_EXERCISE REQUIREMENTS_
Give every line of the data again, unchanged, but with no pictures.

_INPUT RECORDS_
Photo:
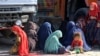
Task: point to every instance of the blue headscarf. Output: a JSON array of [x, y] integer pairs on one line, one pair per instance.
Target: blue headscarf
[[43, 33], [67, 39], [78, 29]]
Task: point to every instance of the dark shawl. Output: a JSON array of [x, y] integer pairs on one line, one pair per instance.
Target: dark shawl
[[43, 33], [85, 45], [90, 31]]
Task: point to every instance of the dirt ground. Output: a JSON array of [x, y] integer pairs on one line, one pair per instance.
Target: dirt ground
[[4, 51]]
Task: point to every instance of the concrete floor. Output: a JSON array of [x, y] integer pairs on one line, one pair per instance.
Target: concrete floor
[[4, 51]]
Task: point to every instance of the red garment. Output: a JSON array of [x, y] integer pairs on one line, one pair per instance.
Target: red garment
[[77, 43], [95, 11], [23, 49]]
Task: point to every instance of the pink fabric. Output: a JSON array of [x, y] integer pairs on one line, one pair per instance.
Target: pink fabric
[[77, 43], [23, 49], [95, 11]]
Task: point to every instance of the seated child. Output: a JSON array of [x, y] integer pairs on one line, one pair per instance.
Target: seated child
[[77, 43]]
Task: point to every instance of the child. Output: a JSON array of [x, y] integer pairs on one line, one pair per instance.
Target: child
[[21, 45], [77, 43]]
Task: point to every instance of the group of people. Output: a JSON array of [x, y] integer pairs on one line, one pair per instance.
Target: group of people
[[80, 34]]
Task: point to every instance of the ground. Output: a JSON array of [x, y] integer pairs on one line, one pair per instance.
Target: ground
[[4, 51]]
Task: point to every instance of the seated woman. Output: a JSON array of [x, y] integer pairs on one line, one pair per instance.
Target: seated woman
[[77, 43], [31, 31], [52, 44], [21, 45], [43, 33]]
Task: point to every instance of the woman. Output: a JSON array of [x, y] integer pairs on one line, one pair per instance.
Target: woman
[[21, 45], [67, 39], [43, 33], [79, 29], [31, 31], [52, 44], [91, 23]]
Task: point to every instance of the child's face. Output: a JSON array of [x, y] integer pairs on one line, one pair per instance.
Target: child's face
[[98, 24]]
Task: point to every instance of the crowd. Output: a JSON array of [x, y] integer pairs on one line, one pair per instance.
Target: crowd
[[80, 34]]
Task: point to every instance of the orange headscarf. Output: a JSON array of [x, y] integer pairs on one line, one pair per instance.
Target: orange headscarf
[[23, 46], [95, 10]]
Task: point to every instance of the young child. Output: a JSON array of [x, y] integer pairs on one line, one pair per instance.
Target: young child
[[77, 43]]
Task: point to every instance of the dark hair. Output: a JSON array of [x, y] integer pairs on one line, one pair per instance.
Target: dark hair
[[76, 34]]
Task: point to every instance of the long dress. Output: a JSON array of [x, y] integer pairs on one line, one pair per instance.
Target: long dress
[[31, 30], [68, 37], [85, 45], [23, 49], [43, 33]]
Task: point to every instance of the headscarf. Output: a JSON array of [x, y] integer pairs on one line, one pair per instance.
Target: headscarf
[[23, 46], [31, 29], [85, 45], [52, 43], [43, 33], [67, 39], [95, 10]]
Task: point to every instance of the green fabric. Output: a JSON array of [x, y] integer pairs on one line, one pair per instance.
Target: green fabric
[[52, 43]]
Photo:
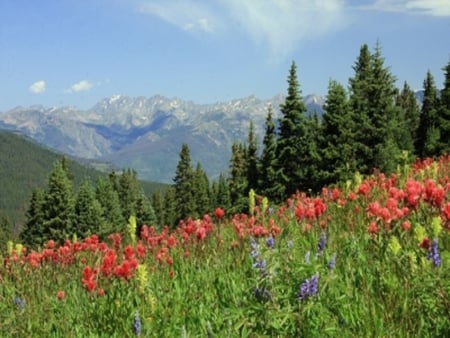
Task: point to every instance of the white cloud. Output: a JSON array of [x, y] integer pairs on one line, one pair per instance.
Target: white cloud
[[426, 7], [279, 25], [38, 87], [81, 86], [186, 14]]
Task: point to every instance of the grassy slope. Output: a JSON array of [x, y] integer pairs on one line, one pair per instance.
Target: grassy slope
[[25, 165]]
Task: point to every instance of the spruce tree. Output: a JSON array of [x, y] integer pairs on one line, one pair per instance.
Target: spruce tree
[[112, 214], [407, 103], [252, 158], [59, 206], [293, 144], [267, 165], [238, 179], [183, 184], [337, 142], [32, 234], [428, 134], [201, 192], [88, 213], [444, 113], [377, 120], [171, 214], [158, 207]]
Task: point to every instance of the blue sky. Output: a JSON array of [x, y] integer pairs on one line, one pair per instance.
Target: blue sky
[[76, 52]]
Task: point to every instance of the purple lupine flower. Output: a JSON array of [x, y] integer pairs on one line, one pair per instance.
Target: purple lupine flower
[[307, 256], [20, 303], [322, 242], [290, 244], [137, 324], [332, 262], [434, 255], [262, 294], [309, 287], [270, 242]]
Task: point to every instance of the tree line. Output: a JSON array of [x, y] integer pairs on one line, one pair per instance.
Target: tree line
[[370, 125]]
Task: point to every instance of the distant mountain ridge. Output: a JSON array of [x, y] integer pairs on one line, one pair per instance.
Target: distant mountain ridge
[[146, 133]]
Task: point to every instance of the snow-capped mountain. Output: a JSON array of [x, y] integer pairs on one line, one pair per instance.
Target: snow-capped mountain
[[146, 133]]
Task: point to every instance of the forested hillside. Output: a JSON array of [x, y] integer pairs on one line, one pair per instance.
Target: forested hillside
[[26, 165]]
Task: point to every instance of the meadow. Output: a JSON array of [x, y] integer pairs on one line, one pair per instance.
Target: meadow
[[369, 258]]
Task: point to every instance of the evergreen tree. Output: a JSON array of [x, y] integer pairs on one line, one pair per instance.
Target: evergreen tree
[[59, 206], [183, 184], [88, 213], [267, 166], [377, 120], [221, 194], [337, 142], [171, 214], [144, 212], [5, 232], [294, 140], [158, 207], [428, 135], [32, 234], [252, 159], [112, 215], [129, 192], [238, 179], [444, 113], [407, 103], [201, 192]]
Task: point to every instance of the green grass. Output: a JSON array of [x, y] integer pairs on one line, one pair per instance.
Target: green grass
[[206, 279]]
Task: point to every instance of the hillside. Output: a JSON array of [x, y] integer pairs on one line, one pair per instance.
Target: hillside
[[25, 165]]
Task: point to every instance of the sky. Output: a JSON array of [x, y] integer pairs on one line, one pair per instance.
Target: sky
[[77, 52]]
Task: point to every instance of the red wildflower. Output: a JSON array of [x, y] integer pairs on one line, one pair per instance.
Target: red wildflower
[[61, 294], [219, 213], [373, 228]]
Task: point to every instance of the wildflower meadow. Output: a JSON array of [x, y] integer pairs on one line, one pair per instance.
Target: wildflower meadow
[[369, 258]]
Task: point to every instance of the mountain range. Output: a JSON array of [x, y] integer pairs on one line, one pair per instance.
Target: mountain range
[[146, 133]]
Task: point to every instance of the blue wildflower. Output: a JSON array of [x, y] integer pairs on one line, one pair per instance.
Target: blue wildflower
[[307, 256], [137, 325], [270, 242], [309, 287], [332, 262], [322, 242], [434, 255], [262, 294], [20, 303]]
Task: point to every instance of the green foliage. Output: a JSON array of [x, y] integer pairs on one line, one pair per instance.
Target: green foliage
[[428, 133]]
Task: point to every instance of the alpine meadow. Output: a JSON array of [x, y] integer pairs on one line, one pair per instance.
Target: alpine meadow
[[333, 225]]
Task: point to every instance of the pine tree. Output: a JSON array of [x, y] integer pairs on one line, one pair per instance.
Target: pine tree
[[59, 206], [407, 103], [267, 166], [238, 179], [112, 215], [183, 184], [158, 207], [293, 144], [252, 159], [32, 234], [144, 212], [5, 232], [88, 213], [201, 192], [428, 134], [129, 191], [171, 214], [372, 97], [337, 142], [444, 113]]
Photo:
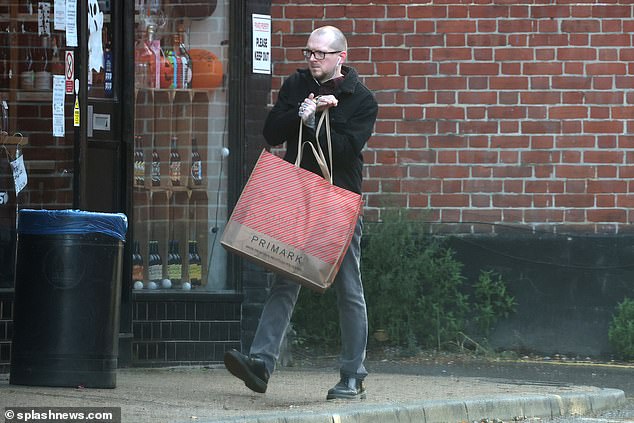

_WRITTEN RESPONSE_
Photo:
Task: point to every instance of the blue headscarf. Output: a JSON array of [x, y] integer pairs on one line, one pair per instance.
Target: blue headscarf
[[43, 33], [67, 39], [78, 29]]
Task: point to every instance of the dark shawl. Output: a JSON array of [x, y] integer pairs on one line, one pair per instance.
Target: dark shawl
[[43, 33], [85, 45], [90, 31]]
Task: point to every instance of the dirt ground. Output: a JSON array of [x, y] integer pairs on one line, one pair per instance.
Target: dirt ground
[[4, 51]]
Task: point to every instance of the concrete floor. Output: a JSON array of [x, y] integer pairs on one line, one pair per instance.
Target: concrete floor
[[4, 51]]
Task: point to every instance of the red garment. Output: a JSON array of [x, y] integer pairs on one line, one pair per instance.
Target: red garment
[[77, 43], [95, 11], [23, 49]]
Task: point to every instance of the pink fabric. Output: a JSON array of [x, y] integer pairs on one line, one pair per instance.
Target: pink fabric
[[77, 43], [23, 49], [95, 11]]
Task: point to every instance of the seated child. Output: a JSON array of [x, y] integer pairs on one line, one pair per instance.
Target: seated child
[[77, 43]]
Task: point to every instance of the child. Output: a JSON array of [x, y] integer pairs on one line, one pair per instance.
Target: child
[[21, 45], [77, 43]]
Task: point to every instance of the group of people. Output: a JSON array of [x, y] integer pairs on one line, one pair per instance.
Target: group of people
[[80, 34]]
Task: point to every instance of the ground. Output: a JSON array of [x, y] integer pairs on one line, one pair per instance.
Target: ground
[[4, 51]]
Task: point to every instance of the seated woman. Output: a JSON array of [x, y] integer pairs on one line, one pair per instance.
Target: seated woman
[[77, 43], [31, 31], [52, 44], [21, 45], [43, 33]]
Task: point to every instance of the woman. Output: a JSON array of [x, y] integer pairs on one line, one pair per instance.
Target: woman
[[21, 45], [67, 39], [43, 33], [79, 29], [31, 31], [52, 44], [91, 23]]
Task: point to every instance of the child's face. Output: a JSON array of [x, y] integer pairs on one line, one pair per instance.
Target: child's face
[[98, 24]]
Task: point to every instance of the crowd. Output: a JSON array of [x, y] integer pairs on one line, one pair per instance.
Target: crowd
[[80, 34]]
Task: point to every instance of the orange headscarf. Output: a JSON array of [x, y] integer pairs on one line, one pair per instance.
Target: orange headscarf
[[23, 46], [95, 10]]
Task: point to every instance of the young child. Output: a JSON array of [x, y] integer pairs on one line, one pair per instance.
Target: young child
[[77, 43]]
Task: point to every instance of the dark hair. Output: a JSON array of [x, y] integer pairs on one line, one pair per instance.
Target: dark hair
[[76, 34]]
Task: point to every instance of the long dress. Output: a JSON array of [x, y] integer pairs on one line, one pair per instance.
Target: long dress
[[31, 30], [68, 37], [85, 45], [23, 49], [43, 33]]
Task: point to every instance of the headscarf. Output: a JSON array of [x, y] integer pairs on one line, one pair per instance.
Target: headscarf
[[23, 46], [31, 29], [85, 45], [52, 43], [43, 33], [67, 39], [95, 10]]
Task: point to every instance of the green fabric. Output: a JSON array of [x, y] integer pairs on one line, one pair per instance.
Target: green fabric
[[52, 43]]
Photo:
Task: point to every instance of the white cloud. Output: a JSON array of [x, y] integer pairs on one line, one pair per instance.
Target: white cloud
[[426, 7], [279, 25], [38, 87], [81, 86], [186, 14]]
Task: point to every instance of the grassy slope. Output: a JSON array of [x, y] integer pairs on one line, one pair per instance.
Target: grassy slope
[[25, 165]]
Task: point to every instance of the spruce tree. Output: a JSON array of [x, y] integer pairs on one line, one pair per instance.
Target: spruce tree
[[112, 214], [407, 103], [252, 158], [59, 206], [293, 144], [267, 165], [238, 179], [183, 184], [337, 142], [32, 234], [428, 134], [201, 192], [88, 213], [444, 113], [377, 120], [171, 214], [158, 207]]
Task: point to every instance of the blue sky. Output: a JSON array of [x, y] integer pairs on one line, one pair per instance.
Target: blue sky
[[76, 52]]
Task: point to every instance of the purple lupine flower. Output: a JSON array of [x, y] integer pairs on one line, one pair per instance.
Target: purple lupine flower
[[307, 256], [20, 303], [322, 242], [290, 244], [137, 324], [332, 262], [434, 255], [262, 294], [309, 287], [270, 242]]
Task: point to every instance of the tree line. Output: a JSON array of [x, y] integer pairs on one line, one pair per instance.
Target: tree line
[[370, 125]]
Task: point to every instance of the distant mountain ridge. Output: a JSON array of [x, y] integer pairs on one line, one pair per instance.
Target: distant mountain ridge
[[146, 133]]
Task: point to every instance of the snow-capped mountain. Output: a JSON array of [x, y] integer pairs on one line, one pair per instance.
Target: snow-capped mountain
[[146, 133]]
Task: point to every instance of the forested hillside. Output: a JSON array of [x, y] integer pairs on one line, one pair per instance.
Target: forested hillside
[[26, 165]]
Task: point to every instance of the meadow. Output: a JSON array of [x, y] integer pairs on one line, one pair per instance.
Target: meadow
[[369, 258]]
Task: point to every instance of the evergreen tree. Output: a JSON array of [x, y] integer pairs on one line, one pair per instance.
Target: evergreen tree
[[59, 206], [183, 184], [88, 213], [267, 166], [377, 120], [221, 194], [337, 142], [171, 214], [144, 212], [5, 232], [294, 140], [158, 207], [428, 135], [32, 234], [252, 159], [112, 215], [129, 192], [238, 179], [444, 113], [407, 103], [201, 192]]
Task: point to every instance of the green grass. Output: a JSON array of [x, y] integer pairs on one line, one pair per instance.
Target: green grass
[[206, 279]]
Task: point to every instance of the hillside. Output: a JSON array of [x, y] integer pairs on one line, one pair per instance.
Target: hillside
[[25, 165]]
Task: point to every instance of the sky. Output: a JSON array of [x, y] integer pairs on one line, one pair per instance.
Target: sky
[[77, 52]]
Task: point to every instance of the red wildflower. Output: a JSON array of [x, y] integer pairs on one line, one pair per instance.
Target: red wildflower
[[61, 294], [219, 213], [373, 228]]
Task: point to every instance of the wildflower meadow. Output: a JSON array of [x, y] integer pairs on one line, one pair per instance.
Target: wildflower meadow
[[369, 258]]
Task: point to every instance of the mountain range. Output: a JSON array of [x, y] integer pairs on one line, one pair per instance.
Target: mountain range
[[146, 133]]
Task: point to every instance of the blue wildflower. Output: a JSON array of [x, y] integer pairs on one line, one pair per instance.
Target: blue wildflower
[[307, 256], [137, 325], [270, 242], [309, 287], [332, 262], [322, 242], [434, 255], [262, 294], [20, 303]]
Task: point to every instance of the green foliage. Output: a JSON array of [x, y] integer pairs on one line, one pair per instance.
Target: green foliage
[[428, 133]]
Task: point to every instance of the alpine meadow. Output: a JSON array of [x, y] integer pairs on one line, one pair per instance.
Target: alpine meadow
[[333, 225]]
Task: point to every instance of the pine tree. Output: a JSON array of [x, y] integer pairs on one line, one pair per instance.
Target: pine tree
[[59, 206], [407, 103], [267, 166], [238, 179], [112, 215], [183, 184], [158, 207], [293, 144], [252, 159], [32, 234], [144, 212], [5, 232], [88, 213], [201, 192], [428, 134], [129, 191], [171, 214], [372, 97], [337, 142], [444, 113]]
Photo:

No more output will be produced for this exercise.